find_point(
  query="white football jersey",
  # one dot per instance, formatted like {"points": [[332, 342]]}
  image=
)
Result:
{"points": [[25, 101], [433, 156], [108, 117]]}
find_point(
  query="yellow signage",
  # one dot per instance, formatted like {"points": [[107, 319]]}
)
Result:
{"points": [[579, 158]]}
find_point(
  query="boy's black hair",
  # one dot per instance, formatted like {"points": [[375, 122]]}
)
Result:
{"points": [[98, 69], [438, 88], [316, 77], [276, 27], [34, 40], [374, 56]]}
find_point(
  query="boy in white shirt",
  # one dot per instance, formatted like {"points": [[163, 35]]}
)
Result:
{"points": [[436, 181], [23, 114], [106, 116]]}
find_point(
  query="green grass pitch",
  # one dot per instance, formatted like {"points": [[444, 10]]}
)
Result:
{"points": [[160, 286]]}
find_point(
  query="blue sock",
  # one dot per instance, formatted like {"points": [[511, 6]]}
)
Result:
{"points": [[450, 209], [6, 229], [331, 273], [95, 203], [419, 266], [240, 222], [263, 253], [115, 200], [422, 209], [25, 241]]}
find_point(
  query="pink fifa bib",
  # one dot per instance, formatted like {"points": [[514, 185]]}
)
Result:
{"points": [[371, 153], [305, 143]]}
···
• **Task statement**:
The entries above must be returned exactly.

• **Reply**:
find_point(
  query="white football jersey",
  # one dot per instance, formatted like {"points": [[332, 342]]}
  image=
)
Result:
{"points": [[25, 101], [433, 156], [108, 117]]}
find_point(
  query="yellow signage",
  # one dot per instance, formatted like {"points": [[107, 319]]}
)
Result:
{"points": [[579, 158]]}
find_point(
  query="boy's black hair",
  # one dot per instance, formatted like {"points": [[375, 122]]}
)
Result:
{"points": [[98, 69], [438, 88], [316, 77], [276, 27], [34, 40], [374, 56]]}
find_point(
  query="boy in white shirt",
  # one dot per instance, formatted like {"points": [[163, 35]]}
)
Result:
{"points": [[436, 181], [23, 114], [106, 116]]}
find_point(
  query="green grass pitch",
  # one dot per instance, formatted like {"points": [[444, 10]]}
)
Result:
{"points": [[160, 286]]}
find_point(
  query="blue sock",
  # one dot per instance, formatted like {"points": [[511, 6]]}
)
Result:
{"points": [[450, 209], [6, 229], [331, 273], [95, 203], [419, 266], [240, 222], [263, 253], [115, 200], [422, 209], [25, 241]]}
find_point(
  query="pink fifa bib",
  # one dot per instance, formatted like {"points": [[514, 185]]}
)
Result:
{"points": [[371, 153], [305, 143]]}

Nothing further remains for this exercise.